• Stated goal:
Copy out the listing that follows, exact in every word, and skip the images.

[Named object pointing entries]
== == ==

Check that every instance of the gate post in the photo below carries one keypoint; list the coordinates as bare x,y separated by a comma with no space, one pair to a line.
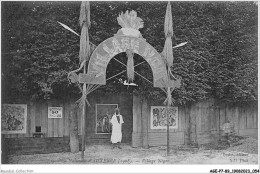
145,115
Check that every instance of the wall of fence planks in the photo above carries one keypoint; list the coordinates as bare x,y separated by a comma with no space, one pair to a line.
199,122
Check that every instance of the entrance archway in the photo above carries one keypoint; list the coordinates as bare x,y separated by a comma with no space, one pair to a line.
109,48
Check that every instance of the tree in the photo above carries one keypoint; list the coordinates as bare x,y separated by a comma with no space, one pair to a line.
220,59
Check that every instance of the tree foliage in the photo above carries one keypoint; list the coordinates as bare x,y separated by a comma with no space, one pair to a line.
220,59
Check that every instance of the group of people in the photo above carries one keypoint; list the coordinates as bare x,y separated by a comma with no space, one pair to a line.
112,123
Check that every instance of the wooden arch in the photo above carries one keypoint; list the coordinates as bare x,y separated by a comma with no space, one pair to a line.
112,46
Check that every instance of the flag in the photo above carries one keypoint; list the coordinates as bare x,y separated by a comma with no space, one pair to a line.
84,21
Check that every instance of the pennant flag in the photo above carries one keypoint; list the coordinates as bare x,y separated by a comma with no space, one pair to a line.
168,31
84,21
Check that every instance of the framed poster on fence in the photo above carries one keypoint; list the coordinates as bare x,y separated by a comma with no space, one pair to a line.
54,112
104,113
13,118
158,117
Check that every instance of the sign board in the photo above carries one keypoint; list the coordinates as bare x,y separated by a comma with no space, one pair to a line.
13,118
120,43
158,117
54,112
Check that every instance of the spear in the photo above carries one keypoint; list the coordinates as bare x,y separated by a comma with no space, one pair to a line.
168,56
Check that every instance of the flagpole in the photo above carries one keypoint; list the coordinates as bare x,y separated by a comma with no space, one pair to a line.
83,120
168,129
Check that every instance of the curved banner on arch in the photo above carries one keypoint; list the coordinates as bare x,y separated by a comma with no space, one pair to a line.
109,48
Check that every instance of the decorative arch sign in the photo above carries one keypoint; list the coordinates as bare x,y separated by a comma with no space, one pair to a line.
109,48
128,37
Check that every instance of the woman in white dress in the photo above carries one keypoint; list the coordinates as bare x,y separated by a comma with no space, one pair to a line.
116,121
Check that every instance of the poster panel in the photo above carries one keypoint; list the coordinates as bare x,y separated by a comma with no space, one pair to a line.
54,112
104,113
158,117
13,118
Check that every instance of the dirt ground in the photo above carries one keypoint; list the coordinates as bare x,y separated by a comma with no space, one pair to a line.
244,152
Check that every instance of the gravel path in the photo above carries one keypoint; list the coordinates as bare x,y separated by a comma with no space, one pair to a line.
245,153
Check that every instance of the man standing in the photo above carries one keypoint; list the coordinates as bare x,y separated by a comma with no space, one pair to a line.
116,121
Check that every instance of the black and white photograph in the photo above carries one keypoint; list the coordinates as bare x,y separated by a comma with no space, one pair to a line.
150,86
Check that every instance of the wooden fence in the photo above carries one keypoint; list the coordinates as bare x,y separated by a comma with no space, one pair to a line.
200,121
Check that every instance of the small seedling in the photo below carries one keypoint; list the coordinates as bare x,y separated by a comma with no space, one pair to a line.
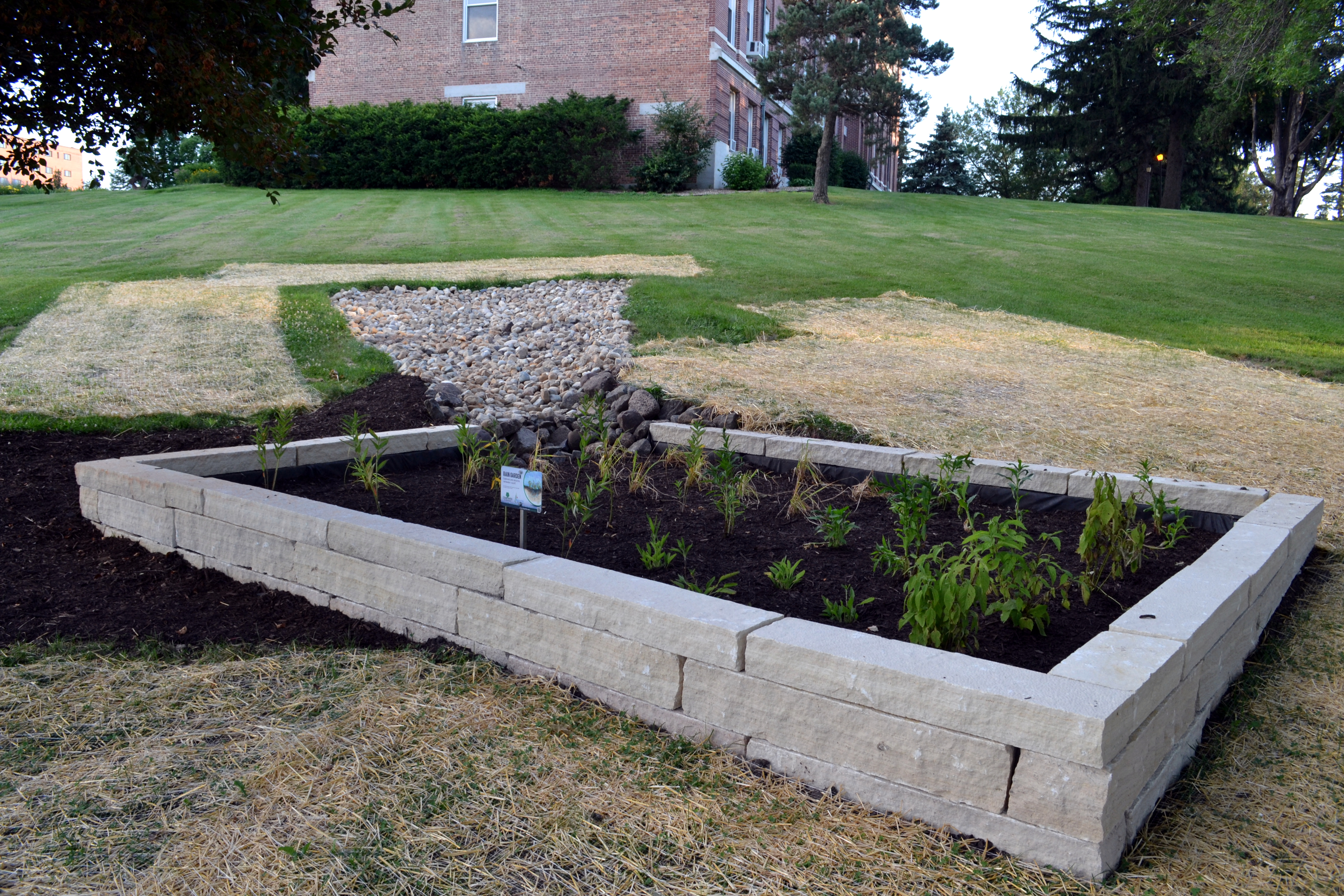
272,440
368,465
785,574
845,612
654,554
721,586
834,526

== == ==

• Full answer:
Check that every instance of the gate post in the photo below carries one keypoint; list the coordinates as bare x,y separated by a comma with no space, one pair to a line.
145,115
Check that every instance of the wall of fence planks in the photo above carries one keypoint; list the coordinates as bare x,y separated by a comma with no space, one pair to a line.
199,122
Check that every instance of the entrance archway in the photo above carries one keypoint; list the coordinates as bare x,y separated by a comma with no space, one pair to a line.
109,48
Check that every instance of the tree in the photo above carries one keypoint; list the coordinates as bare x,y separated by a comma with no space, one pair to a line.
220,59
Check that every instance of the tree foliage in the photo above carries one keypoint; list the coordinates as bare x,y separated by a comma with no space, one pair to a line.
220,59
Check that every instance of the group of people in the photo above carries one keypoint; list the coordinates as bare x,y separated by a comma with no space, one pair to a line.
112,123
Check that every instance of the wooden arch in the photo above carries one keypoint; list the coordinates as bare x,y separated by a comma with no space, one pair to a line.
112,46
Check that every instance of the flag in the photo above carries one keypoint; list the coordinates as bare x,y separated by a comma with no space, one pair to a line.
84,21
Check that every instance of the pennant flag in the photo above carries one keypoint; list the coordinates as bare x,y separated by a comma with no space, one pair to a line.
168,31
84,21
Check that every instance of the framed poster on fence in the photo above carries one keypoint; list the coordinates as bare x,y separated by a comma with no space, one pair to a line.
54,112
104,113
13,118
158,117
Check that every instance of the sign board in the photo above carries one keypoint; list the coordinates as bare x,y separated by a comma with no space, one pair to a line.
13,118
120,43
158,117
54,112
Check that every instance of the spear in the photo above carries one keypoint; list the coordinates as bare x,y separated by a comma with no space, one pair to a line.
168,56
Check that every instance of the flagpole in the photo above carries one keypoint; list the coordinates as bare x,y separated by a comma with no space, one pair to a line.
83,120
168,129
Check that every instance of the curved banner on arch in the photo above carries one keypoint; list the coordinates as bare x,y separated by a comma with no space, one pair to a line.
109,48
Check that every instance of the decorative arch sign in the photo above carries one keypoint; list the coordinates as bare x,y separated by a comma with no space, one pair to a line.
109,48
128,37
Check that every instance of the woman in white dress in the photo above carries one keypoint; list the coordinates as bare x,y separated by a comma with no space, one pair to a line.
116,121
Check that every instance of the poster panel in the photo above carries one keypoint; list the coordinates as bare x,y separated by a comma with no space, one pair to a line.
54,112
104,113
158,117
13,118
Check that every instance of the dirt ground in the photo above carries one keypoint; list the coordinates as bare x,y separated by a comma with no space, one pair to a line.
244,152
Check that every instance of the gravel path in the photo above carries one keypoint; list the coordinates as bare x,y separated by a comma with no space, one pair to a line.
245,153
Check that every instance of the man standing in the photo above carries one keypoint; list the coordinates as bare x,y separated by a comma with no space, one pair to a line.
116,121
Check that every instance of the black and white photograph in the photo above carries one keypoint; list the coordinates as bare x,y separated by a comma with no space, one pair to a line.
150,86
Check that every instance of the wooden fence in the photo above carries one keypoint; list the coordinates as bare x,y separated by a comma with no space, one pair to a line.
200,121
Check that every instance of the small seedling in the photo below carries one keypoint; list the coordinates as bare x,y separated by a comma with no space, one pair to a line.
272,440
368,465
785,574
845,612
654,554
721,586
834,526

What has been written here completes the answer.